> _How to complete this task_
Nothing but an exact copy of the records is expected here.

> _Input_
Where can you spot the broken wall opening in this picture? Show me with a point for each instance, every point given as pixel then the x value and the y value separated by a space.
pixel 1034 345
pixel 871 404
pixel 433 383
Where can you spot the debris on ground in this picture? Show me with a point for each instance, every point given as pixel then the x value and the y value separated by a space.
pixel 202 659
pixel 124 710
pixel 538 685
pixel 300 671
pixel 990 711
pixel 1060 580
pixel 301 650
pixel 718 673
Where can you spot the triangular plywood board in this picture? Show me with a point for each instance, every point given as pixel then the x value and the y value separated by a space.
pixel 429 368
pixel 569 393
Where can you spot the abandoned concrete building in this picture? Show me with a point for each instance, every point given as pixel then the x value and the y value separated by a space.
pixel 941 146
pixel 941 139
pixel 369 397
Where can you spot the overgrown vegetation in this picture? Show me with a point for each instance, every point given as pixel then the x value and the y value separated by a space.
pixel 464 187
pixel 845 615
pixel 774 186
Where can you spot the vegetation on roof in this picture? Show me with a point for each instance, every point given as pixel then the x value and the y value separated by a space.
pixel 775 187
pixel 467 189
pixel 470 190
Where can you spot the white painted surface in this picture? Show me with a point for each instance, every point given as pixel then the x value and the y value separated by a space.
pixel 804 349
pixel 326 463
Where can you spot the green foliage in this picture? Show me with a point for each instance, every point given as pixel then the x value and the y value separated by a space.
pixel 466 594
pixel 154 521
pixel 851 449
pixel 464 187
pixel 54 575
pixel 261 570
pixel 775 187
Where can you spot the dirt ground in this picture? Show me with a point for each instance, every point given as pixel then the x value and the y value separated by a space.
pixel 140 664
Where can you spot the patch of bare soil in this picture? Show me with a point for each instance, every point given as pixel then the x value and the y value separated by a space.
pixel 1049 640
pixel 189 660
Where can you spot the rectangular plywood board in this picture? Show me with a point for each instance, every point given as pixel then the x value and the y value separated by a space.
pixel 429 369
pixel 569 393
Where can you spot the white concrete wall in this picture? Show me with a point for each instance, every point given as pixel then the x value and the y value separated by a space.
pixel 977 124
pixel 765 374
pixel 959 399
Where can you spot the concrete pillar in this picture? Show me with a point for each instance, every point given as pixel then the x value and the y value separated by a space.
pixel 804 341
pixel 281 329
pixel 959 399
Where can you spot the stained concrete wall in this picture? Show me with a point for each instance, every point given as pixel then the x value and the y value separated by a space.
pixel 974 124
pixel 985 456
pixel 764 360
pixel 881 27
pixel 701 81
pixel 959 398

> _Solution to the problem_
Where can you spot the broken wall opening in this picture? Show me with a point for each instance, every point given as pixel then the x value and the y value separated by a space.
pixel 1034 345
pixel 871 404
pixel 433 383
Where can you spot the debris on ground in this picture? Show me with a point for each instance, every point given as pixel then the x value and the y value separated by a space.
pixel 202 659
pixel 124 710
pixel 538 685
pixel 300 671
pixel 990 711
pixel 1060 580
pixel 301 650
pixel 718 673
Where can you spot the triangular plywood board in this picture? Show me with a point for each instance, every point given as pixel then the x value and the y value separated by a space.
pixel 429 368
pixel 569 393
Where can you spot the abandoned concrete building in this picture? Show me with a point for each instance, every point given as pixel then the x value and the y value separated by a space.
pixel 941 146
pixel 941 139
pixel 369 397
Where can you spot the overgrown vegetation in this picture? Show me with a point for each instance, every point given as pixel then the x value and the y value separated by a space.
pixel 464 187
pixel 845 615
pixel 774 186
Where can you spot the vegetation on roof in this picture? Show me with a point for each instance, every point given as pixel then the x value and the y value separated by a space.
pixel 775 187
pixel 467 189
pixel 470 190
Where can you spot the white painted surface in this picture? Show me with a point for each instance, every point given as pixel then the x value and the y value separated by a space.
pixel 804 349
pixel 326 463
Where can you spot the green foliage in this picture? Show me with a point for each instance, every point given as pixel then the x value and the y value separated by a space.
pixel 466 594
pixel 154 521
pixel 851 449
pixel 464 187
pixel 54 575
pixel 261 570
pixel 775 187
Where can you spot the dirt ground in this picture? Show me with a point for each instance, every point given as pixel then the x value and the y value separated by a space.
pixel 140 664
Where can you spot the patch of bare soil in this picture? Show me with a point for each instance, every point given as pixel then the x value and the y value separated by a space.
pixel 1049 640
pixel 189 660
Where can you spot the rectangular plywood board in this picture? Show me with a point for each instance, every point given as pixel then the x value and the y value separated by a space.
pixel 429 369
pixel 569 393
Where can you spot the white concrete wall in this picture? Show me with a point for each instance, every point given as pixel then the x value and the y value separated by a space.
pixel 977 124
pixel 765 374
pixel 959 399
Where can you spot the concrete pillar in this picture? Show me with a point for each instance, every point given as pixel then the x value and the y value separated by a space.
pixel 804 341
pixel 281 329
pixel 959 399
Where can you spot the stained concrete wall in this picture? Show me with a point for each instance, every point given as pixel then the x value and the y value separated by a space.
pixel 974 124
pixel 985 456
pixel 764 360
pixel 881 27
pixel 701 81
pixel 959 398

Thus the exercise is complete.